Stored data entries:
____

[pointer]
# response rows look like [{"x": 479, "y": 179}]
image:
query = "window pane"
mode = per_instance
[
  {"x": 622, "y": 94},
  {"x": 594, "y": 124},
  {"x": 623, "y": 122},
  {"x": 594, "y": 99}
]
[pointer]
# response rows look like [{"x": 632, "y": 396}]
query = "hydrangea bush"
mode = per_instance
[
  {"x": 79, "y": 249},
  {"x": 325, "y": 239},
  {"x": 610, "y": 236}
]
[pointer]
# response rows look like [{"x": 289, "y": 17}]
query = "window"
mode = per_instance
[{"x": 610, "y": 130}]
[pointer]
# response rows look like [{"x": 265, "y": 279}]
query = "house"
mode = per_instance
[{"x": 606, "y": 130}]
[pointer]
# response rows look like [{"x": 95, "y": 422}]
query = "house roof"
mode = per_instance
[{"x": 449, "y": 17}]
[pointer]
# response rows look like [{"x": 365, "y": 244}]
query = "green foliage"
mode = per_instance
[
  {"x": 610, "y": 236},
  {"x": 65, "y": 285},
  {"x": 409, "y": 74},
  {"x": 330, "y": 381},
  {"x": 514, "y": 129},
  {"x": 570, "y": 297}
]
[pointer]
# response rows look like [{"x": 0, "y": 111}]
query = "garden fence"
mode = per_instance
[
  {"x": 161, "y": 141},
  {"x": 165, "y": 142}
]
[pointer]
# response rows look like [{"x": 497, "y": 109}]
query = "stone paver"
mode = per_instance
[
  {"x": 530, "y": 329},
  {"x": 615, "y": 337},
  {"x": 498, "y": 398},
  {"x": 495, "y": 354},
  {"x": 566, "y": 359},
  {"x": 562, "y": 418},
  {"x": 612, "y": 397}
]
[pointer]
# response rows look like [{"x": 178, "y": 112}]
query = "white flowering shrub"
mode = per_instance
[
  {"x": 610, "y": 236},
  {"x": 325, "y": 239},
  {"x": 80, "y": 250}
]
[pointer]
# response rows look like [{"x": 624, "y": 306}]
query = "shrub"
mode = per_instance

____

▶ _Exercise goal_: Output the entries above exactly, please, with nothing dropped.

▶ _Response_:
[pointer]
# response rows look like [{"x": 479, "y": 179}]
image:
query = "window pane"
mode = per_instance
[
  {"x": 622, "y": 94},
  {"x": 594, "y": 124},
  {"x": 623, "y": 122},
  {"x": 594, "y": 99}
]
[pointer]
# response rows look like [{"x": 632, "y": 396}]
query = "hydrangea bush"
mode = per_instance
[
  {"x": 79, "y": 249},
  {"x": 325, "y": 239},
  {"x": 610, "y": 236}
]
[pointer]
# response rows look like [{"x": 289, "y": 17}]
query = "window"
mode = per_instance
[{"x": 610, "y": 130}]
[pointer]
# response rows look like [{"x": 265, "y": 279}]
query = "house"
mode = per_instance
[{"x": 606, "y": 130}]
[pointer]
# response rows look like [{"x": 95, "y": 422}]
query = "house roof"
mode = per_instance
[{"x": 449, "y": 17}]
[pointer]
# response rows look like [{"x": 365, "y": 244}]
query = "green foliage"
mode = per_instance
[
  {"x": 610, "y": 236},
  {"x": 65, "y": 285},
  {"x": 409, "y": 74},
  {"x": 330, "y": 381},
  {"x": 514, "y": 129},
  {"x": 570, "y": 297}
]
[pointer]
# response rows look like [{"x": 0, "y": 111}]
query = "garden fence"
mode = per_instance
[
  {"x": 161, "y": 141},
  {"x": 165, "y": 142}
]
[pointer]
# response rows look like [{"x": 497, "y": 109}]
query = "stone paver"
mode = per_instance
[
  {"x": 530, "y": 329},
  {"x": 615, "y": 337},
  {"x": 498, "y": 398},
  {"x": 495, "y": 354},
  {"x": 566, "y": 359},
  {"x": 562, "y": 418},
  {"x": 612, "y": 397}
]
[pointer]
# response rows look like [{"x": 178, "y": 112}]
query = "white flowering shrub"
mode = per_instance
[
  {"x": 610, "y": 236},
  {"x": 325, "y": 239},
  {"x": 80, "y": 250}
]
[pointer]
# response rows look like [{"x": 624, "y": 306}]
query = "shrub"
mode = per_instance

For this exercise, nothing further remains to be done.